■ **QUOTED PASSAGE**

# # #

It is a pleasure for us to introduce this special issue of the Multimedia Tools and Applications journal, on Sentient Multimedia Systems. This issue includes eleven research articles on novel aspects of sentient multimedia systems that significantly benefit from the incorporation/integration of multimedia data (e.g., visual, audio, pen, voice, image, etc.).

Sentient Multimedia Systems are distributed systems capable of actively interacting with the environment by gathering, processing, interpreting, storing, and retrieving multimedia information originated from sensors, robots, actuators, websites, and other information sources. This Special Issue has been inspired by the 26th International Conference on Distributed Multimedia Systems, Visualization, and Visual Languages (DMSVIVA2020) [5], and includes a selection of the best papers presented at the conference, plus some additional papers focusing on sentient multimedia systems. In particular, the papers presented in this Special Issue investigate different aspects of such a theme. All of the articles went through a rigorous procedure of review, involving two expert reviewers for each article. After two/three rounds of review, we selected eleven articles that made relevant contributions to both research and practice.

Other than a paper on the compression of multimedia data, the remaining papers can be classified in two macro-categories, namely Visualization and Visual Languages, and Intelligent Multimedia Systems. The paper on multimedia compression by Luo et al. concerns the compression of 3D mesh animation sequences [11]. In their work, the authors present a novel spectral clustering-based dynamic reshaping model for the Principal Component Analysis (PCA) elements of spatio-temporal segments, in order to effectively compress 3D mesh sequences. A comparative evaluation with state-of-the-art methods demonstrates the effectiveness of the proposed model, which substantially improves the compression performance of 3D mesh sequences.

# # #

■ **WHAT NEEDS TO BE DONE**
According to the special issue introduction, why do Luo et al. present their spectral clustering-based dynamic reshaping model? Answer in one to three sentences. The lines that follow are separate material and have no connection to the text above.

# # #

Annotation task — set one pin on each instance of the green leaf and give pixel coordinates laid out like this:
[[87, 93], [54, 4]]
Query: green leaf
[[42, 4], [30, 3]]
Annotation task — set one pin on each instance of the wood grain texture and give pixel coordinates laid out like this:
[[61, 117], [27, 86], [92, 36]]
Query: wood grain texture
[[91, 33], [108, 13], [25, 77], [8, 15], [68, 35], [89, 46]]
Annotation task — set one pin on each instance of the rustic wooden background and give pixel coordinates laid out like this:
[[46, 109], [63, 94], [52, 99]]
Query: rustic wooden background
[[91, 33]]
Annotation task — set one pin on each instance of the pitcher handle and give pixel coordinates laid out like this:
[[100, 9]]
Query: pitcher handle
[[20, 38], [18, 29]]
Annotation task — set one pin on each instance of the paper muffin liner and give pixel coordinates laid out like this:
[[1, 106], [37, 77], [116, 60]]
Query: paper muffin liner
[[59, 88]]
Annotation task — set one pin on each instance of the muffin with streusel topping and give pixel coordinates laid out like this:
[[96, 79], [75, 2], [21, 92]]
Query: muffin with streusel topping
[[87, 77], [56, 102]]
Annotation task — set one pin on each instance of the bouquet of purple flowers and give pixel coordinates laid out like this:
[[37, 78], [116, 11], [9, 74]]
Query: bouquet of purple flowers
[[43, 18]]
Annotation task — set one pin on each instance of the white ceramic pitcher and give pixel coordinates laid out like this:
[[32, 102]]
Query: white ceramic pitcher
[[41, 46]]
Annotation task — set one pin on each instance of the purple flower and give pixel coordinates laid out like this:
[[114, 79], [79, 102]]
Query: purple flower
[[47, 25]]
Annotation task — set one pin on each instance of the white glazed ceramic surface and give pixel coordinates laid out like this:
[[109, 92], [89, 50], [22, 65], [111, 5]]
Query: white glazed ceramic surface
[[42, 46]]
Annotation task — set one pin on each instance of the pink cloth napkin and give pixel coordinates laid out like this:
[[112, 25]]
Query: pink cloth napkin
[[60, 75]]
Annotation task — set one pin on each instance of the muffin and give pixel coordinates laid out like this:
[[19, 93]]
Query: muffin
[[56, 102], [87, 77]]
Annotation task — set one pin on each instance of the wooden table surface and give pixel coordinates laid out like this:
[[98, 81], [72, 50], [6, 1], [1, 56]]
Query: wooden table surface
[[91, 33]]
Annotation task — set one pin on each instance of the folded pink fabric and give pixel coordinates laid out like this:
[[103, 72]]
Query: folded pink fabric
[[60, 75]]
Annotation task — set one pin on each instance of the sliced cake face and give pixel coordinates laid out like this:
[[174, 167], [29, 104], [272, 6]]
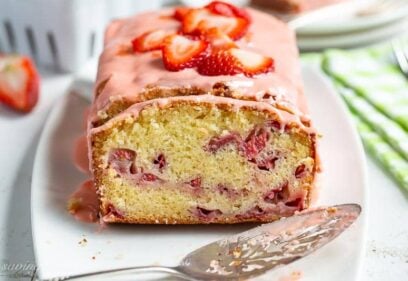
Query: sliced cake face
[[199, 117], [200, 163]]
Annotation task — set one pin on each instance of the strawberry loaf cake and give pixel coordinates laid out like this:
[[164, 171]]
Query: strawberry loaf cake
[[199, 117]]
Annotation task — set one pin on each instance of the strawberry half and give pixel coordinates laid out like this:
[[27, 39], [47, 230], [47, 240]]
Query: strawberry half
[[228, 10], [180, 52], [151, 40], [235, 61], [19, 82], [180, 13], [199, 21]]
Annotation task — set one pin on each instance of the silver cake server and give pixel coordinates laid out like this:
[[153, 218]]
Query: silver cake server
[[256, 251]]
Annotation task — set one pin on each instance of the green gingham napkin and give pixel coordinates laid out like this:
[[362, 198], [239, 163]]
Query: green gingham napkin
[[376, 93]]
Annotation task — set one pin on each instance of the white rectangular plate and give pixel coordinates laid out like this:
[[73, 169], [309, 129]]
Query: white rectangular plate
[[57, 236]]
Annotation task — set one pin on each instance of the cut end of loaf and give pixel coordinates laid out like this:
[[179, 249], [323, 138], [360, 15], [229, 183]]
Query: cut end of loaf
[[191, 163]]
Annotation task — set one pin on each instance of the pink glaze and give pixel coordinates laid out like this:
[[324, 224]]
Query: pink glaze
[[86, 113], [129, 74], [306, 5], [80, 154], [134, 110], [84, 203]]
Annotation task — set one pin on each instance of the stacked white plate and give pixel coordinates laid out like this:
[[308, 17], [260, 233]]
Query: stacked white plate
[[352, 29]]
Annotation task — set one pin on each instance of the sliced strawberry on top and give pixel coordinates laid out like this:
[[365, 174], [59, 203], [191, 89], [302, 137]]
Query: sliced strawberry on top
[[199, 21], [180, 52], [151, 40], [180, 13], [235, 61], [19, 82], [228, 10], [219, 40]]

# # #

■ **TASK OUTPUT**
Luo et al. apply the model to the Principal Component Analysis (PCA) elements of spatio-temporal segments to compress 3D mesh sequences effectively. A comparison with state-of-the-art methods shows that it substantially improves the compression performance of 3D mesh sequences.